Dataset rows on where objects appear
□ □ □ □ □

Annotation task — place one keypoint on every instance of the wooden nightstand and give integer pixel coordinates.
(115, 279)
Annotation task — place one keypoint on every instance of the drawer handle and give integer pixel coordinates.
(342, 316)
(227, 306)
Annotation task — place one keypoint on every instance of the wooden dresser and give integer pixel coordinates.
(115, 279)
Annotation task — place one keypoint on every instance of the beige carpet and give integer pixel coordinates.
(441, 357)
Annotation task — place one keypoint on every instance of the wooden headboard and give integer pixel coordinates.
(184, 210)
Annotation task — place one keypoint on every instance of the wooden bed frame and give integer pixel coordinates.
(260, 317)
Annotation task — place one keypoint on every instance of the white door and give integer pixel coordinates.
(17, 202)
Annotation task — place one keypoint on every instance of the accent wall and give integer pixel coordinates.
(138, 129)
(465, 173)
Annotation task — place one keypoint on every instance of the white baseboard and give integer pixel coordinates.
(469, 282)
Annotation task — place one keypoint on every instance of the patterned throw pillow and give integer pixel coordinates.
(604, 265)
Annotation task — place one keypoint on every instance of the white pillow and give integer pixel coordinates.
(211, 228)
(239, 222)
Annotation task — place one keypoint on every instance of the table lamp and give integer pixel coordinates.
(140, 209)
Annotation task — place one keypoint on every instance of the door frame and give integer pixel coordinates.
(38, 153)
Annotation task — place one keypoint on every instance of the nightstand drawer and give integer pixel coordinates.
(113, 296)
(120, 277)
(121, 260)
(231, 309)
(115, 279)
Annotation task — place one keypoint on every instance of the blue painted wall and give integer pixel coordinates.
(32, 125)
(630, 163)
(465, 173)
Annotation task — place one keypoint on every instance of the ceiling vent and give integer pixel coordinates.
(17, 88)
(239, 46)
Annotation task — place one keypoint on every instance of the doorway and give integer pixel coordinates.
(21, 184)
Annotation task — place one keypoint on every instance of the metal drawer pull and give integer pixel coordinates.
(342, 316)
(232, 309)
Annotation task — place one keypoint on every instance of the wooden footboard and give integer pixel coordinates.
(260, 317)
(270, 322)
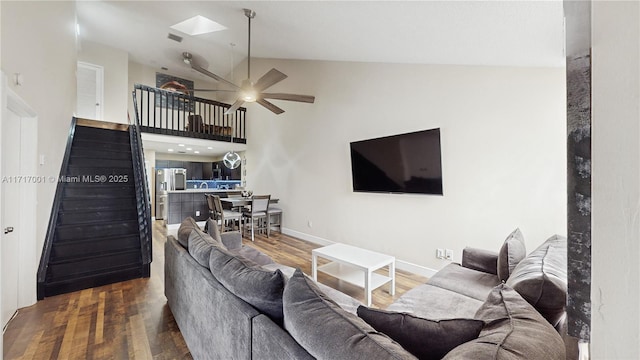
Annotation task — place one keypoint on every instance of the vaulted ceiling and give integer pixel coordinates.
(512, 33)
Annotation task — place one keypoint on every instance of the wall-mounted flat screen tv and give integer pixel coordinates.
(405, 163)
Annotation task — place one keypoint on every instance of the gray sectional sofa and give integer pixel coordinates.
(232, 302)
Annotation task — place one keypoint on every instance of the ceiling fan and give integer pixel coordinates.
(249, 91)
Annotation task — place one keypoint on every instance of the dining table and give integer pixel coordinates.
(239, 202)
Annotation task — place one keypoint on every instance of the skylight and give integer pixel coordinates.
(198, 25)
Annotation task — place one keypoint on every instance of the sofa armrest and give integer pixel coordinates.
(232, 240)
(481, 260)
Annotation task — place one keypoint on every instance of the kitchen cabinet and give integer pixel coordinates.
(207, 171)
(196, 171)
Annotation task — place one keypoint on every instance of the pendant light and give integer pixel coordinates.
(231, 159)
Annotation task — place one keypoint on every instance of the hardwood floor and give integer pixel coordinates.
(131, 319)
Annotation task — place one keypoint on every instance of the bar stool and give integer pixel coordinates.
(274, 218)
(257, 216)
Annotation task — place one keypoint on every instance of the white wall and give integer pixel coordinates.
(503, 154)
(615, 180)
(115, 62)
(38, 41)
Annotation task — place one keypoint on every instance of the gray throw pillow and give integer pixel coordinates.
(511, 252)
(541, 278)
(326, 331)
(513, 330)
(213, 230)
(261, 288)
(184, 231)
(426, 339)
(200, 245)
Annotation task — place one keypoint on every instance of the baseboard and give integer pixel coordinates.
(415, 269)
(304, 236)
(400, 264)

□ □ □ □ □

_Task to carry out_
Reproduce the items from the line containing "floor and give integer pixel coordinates." up to and including the final line of the items, replacing "bar stool" with "counter stool" and changing nothing else.

_Solution to this task_
Annotation task — place one keypoint on every instance of the hardwood floor and give integer pixel coordinates.
(131, 319)
Annotation task — place one keypoint on every instance of the counter stool and give integer pixel coordinates.
(274, 218)
(257, 216)
Annotation task — place one keypoint on every instance of the white wall and give integer pixel coordinates.
(503, 154)
(615, 180)
(115, 62)
(38, 41)
Annotation task — place one keypoint on every instance of the gray throw pillow and give integer pixel coordinates.
(511, 252)
(541, 278)
(326, 331)
(513, 330)
(213, 230)
(261, 288)
(184, 231)
(426, 339)
(200, 245)
Annotation task — place one keypoint on every instance of the baseboard and give integer pixel coordinates.
(415, 269)
(304, 236)
(400, 264)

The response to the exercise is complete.